┌─ Source material

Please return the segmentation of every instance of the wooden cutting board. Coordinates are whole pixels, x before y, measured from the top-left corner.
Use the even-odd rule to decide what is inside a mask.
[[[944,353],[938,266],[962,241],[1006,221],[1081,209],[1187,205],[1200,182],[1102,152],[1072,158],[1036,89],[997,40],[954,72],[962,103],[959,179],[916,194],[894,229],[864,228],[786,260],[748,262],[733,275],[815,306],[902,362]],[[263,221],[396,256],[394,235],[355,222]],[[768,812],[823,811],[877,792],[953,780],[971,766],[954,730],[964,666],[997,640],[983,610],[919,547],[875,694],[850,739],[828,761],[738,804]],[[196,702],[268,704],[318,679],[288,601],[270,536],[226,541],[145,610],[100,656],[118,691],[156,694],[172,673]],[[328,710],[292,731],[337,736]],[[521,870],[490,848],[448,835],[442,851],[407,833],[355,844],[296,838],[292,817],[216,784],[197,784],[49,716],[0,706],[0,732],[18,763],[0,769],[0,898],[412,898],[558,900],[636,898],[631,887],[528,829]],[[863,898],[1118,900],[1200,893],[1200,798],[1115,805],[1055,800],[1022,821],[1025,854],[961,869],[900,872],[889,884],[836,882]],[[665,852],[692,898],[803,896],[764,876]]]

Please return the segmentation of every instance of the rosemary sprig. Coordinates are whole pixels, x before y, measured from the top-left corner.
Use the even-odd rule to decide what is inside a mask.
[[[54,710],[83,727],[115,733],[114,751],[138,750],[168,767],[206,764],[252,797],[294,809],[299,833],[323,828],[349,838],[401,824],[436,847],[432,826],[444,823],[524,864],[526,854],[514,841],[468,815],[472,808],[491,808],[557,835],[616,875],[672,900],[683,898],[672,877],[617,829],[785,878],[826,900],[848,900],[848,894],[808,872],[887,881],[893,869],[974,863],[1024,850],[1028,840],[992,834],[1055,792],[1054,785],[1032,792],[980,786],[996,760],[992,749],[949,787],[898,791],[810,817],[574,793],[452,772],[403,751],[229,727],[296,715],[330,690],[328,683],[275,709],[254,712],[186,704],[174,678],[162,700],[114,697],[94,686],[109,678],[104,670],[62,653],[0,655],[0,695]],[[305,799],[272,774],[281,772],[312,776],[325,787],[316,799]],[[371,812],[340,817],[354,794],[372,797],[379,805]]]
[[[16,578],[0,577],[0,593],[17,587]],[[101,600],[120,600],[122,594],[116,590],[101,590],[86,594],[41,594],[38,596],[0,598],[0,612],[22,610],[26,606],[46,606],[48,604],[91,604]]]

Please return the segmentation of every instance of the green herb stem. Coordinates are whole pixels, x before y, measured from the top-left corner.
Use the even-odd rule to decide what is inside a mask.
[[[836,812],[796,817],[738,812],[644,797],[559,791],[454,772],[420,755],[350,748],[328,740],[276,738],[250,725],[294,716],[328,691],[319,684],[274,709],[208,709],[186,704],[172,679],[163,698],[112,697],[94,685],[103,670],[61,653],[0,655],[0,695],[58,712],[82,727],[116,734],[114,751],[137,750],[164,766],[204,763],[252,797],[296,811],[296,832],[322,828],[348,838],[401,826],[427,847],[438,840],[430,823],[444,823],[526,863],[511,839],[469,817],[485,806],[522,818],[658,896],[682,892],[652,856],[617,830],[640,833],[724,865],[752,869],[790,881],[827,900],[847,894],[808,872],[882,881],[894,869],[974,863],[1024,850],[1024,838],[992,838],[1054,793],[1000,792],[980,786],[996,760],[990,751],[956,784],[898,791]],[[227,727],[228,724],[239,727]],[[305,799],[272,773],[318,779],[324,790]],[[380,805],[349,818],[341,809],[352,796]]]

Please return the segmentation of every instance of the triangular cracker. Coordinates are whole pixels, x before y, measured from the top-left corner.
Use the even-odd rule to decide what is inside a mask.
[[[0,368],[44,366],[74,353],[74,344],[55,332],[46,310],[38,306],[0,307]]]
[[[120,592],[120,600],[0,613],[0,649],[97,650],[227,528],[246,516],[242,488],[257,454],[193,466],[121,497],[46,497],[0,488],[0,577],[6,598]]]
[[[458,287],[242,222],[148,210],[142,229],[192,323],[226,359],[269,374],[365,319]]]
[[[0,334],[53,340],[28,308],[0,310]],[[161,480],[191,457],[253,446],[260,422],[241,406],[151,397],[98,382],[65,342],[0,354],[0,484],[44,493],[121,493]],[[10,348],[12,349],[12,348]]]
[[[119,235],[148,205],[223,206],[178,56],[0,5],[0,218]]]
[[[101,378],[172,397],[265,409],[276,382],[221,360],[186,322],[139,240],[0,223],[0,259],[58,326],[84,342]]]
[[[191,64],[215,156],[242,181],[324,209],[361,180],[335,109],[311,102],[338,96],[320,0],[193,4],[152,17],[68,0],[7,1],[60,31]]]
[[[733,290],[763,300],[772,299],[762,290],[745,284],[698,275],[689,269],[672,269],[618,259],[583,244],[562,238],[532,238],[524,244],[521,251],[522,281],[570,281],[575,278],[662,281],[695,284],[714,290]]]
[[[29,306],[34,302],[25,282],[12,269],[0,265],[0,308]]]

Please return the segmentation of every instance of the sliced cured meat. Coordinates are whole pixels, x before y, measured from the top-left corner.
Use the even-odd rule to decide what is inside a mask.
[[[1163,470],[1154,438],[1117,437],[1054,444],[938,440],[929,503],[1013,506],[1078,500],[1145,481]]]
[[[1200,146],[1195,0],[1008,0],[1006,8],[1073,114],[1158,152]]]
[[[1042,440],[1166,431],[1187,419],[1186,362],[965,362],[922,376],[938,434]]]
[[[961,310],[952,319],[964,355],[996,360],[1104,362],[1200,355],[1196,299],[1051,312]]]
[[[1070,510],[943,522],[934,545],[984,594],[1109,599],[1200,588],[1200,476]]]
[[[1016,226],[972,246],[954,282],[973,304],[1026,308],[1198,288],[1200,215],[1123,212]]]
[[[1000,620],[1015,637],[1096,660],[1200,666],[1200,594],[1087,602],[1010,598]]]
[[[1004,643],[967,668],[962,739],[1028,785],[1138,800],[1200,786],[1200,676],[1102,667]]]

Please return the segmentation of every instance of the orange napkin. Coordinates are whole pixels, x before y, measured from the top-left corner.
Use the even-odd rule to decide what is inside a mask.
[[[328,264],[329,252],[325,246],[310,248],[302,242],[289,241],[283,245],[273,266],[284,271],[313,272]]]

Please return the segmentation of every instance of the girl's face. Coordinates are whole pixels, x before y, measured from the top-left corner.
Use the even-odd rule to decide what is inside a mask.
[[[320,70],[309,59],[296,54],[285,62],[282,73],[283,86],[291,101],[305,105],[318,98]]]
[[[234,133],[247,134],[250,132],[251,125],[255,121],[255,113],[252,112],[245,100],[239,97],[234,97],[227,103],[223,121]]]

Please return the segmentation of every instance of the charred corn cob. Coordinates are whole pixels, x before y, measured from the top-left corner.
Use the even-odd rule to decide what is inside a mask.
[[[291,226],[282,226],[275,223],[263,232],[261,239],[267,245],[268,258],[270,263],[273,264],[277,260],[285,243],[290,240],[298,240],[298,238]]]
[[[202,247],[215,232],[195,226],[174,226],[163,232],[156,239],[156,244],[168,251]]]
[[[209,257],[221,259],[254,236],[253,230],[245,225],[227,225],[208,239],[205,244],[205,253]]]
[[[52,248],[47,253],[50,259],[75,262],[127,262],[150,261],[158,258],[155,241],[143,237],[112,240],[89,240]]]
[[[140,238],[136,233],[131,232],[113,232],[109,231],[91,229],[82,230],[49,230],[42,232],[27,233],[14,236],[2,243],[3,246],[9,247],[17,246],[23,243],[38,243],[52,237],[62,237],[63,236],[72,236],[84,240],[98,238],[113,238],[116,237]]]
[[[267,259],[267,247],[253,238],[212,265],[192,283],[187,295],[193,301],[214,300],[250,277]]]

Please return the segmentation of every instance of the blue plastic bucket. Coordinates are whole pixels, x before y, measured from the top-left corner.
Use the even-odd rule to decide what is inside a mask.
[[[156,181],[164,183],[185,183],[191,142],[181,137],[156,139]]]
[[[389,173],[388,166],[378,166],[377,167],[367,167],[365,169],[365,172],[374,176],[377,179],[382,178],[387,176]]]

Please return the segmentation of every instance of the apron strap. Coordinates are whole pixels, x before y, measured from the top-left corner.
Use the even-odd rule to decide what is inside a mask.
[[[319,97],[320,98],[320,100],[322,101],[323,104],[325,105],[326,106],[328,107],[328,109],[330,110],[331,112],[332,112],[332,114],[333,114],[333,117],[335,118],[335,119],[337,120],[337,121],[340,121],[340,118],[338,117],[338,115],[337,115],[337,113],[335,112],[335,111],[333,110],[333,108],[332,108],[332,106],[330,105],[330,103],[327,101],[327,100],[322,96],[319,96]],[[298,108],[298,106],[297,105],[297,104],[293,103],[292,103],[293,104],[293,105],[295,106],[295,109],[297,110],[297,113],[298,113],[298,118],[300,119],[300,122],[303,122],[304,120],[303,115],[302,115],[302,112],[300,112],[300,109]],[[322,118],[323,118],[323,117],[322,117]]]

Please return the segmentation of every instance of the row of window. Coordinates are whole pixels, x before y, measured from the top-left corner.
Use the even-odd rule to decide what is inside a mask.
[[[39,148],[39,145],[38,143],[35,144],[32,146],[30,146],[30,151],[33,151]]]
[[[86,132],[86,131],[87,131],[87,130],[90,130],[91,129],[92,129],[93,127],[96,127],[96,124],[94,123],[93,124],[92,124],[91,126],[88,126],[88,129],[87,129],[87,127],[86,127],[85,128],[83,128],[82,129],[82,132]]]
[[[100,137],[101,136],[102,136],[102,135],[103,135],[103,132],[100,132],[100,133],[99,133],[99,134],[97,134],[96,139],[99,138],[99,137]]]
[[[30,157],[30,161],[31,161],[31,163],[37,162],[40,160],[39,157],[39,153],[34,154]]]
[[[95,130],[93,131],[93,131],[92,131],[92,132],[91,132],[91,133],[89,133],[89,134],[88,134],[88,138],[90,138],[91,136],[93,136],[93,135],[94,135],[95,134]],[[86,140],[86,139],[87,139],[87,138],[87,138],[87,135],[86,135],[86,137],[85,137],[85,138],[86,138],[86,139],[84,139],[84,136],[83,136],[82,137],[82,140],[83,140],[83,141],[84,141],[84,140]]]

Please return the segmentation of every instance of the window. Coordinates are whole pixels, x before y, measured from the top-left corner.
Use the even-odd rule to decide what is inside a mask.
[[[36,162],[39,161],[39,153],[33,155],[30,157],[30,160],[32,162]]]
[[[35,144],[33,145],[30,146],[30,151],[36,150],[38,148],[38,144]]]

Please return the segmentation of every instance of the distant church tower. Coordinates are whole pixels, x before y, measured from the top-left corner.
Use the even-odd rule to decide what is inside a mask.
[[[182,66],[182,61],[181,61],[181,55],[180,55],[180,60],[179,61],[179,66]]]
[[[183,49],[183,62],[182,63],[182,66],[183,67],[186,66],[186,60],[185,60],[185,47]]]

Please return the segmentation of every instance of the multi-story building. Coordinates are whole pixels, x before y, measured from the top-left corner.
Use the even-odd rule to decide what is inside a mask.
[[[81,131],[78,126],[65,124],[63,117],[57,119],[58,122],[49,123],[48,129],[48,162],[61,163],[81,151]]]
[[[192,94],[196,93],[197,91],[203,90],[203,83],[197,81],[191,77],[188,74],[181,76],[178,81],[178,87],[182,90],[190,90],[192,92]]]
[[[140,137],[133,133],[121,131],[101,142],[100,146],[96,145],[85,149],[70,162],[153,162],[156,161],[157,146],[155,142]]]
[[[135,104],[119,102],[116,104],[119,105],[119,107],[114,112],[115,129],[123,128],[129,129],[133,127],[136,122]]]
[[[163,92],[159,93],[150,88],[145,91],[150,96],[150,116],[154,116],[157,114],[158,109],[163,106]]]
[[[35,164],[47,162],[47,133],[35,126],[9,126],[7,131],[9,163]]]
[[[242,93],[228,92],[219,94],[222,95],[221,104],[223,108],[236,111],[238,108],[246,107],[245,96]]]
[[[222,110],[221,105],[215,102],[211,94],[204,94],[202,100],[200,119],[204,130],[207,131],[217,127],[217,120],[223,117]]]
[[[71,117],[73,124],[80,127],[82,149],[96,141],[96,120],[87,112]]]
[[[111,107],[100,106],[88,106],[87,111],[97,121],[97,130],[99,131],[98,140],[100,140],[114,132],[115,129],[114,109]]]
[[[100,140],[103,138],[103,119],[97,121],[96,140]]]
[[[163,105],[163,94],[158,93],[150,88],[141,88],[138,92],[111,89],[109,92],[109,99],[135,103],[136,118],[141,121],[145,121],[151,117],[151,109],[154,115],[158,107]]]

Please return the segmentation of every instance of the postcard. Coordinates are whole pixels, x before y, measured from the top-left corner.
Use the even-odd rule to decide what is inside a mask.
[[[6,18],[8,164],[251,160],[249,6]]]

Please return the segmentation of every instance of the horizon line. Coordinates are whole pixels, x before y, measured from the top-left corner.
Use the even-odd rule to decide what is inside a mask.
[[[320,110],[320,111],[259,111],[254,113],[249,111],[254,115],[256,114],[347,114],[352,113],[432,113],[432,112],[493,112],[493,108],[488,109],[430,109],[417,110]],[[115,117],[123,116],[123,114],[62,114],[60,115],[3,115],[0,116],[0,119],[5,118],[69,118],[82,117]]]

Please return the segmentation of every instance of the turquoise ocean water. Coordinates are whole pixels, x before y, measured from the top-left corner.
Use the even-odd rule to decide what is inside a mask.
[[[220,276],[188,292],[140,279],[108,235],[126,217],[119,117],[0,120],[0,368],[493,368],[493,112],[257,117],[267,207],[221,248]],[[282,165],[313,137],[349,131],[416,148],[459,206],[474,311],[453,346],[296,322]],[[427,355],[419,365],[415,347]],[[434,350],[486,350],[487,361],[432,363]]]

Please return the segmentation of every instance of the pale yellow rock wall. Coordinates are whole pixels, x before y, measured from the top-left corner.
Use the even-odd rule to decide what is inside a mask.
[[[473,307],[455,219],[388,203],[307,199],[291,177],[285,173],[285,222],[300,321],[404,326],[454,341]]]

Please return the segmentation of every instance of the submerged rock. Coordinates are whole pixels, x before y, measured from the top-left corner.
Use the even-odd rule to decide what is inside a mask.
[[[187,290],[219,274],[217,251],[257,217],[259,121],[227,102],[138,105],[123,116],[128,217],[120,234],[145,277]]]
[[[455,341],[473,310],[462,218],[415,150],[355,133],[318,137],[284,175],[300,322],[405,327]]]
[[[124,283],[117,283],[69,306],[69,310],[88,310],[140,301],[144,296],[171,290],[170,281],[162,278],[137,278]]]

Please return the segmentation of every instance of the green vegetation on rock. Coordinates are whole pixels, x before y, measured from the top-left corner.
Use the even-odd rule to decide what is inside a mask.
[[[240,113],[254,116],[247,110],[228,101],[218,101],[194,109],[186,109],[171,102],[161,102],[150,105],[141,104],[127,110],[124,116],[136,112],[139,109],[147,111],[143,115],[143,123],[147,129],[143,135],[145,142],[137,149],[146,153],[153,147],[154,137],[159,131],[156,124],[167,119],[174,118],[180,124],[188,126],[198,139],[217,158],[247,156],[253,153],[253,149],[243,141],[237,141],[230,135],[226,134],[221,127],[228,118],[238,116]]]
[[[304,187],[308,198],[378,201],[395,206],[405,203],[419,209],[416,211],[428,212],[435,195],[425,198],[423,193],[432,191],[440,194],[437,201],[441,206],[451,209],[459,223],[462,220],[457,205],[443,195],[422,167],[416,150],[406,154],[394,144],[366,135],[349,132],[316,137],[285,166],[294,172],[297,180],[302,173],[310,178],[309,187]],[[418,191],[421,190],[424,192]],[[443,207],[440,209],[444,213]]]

└─

Exercise description: Please count the lines in the entries above that contain the string "window", treating uppercase and lowercase as different, and give only the number.

Output: 2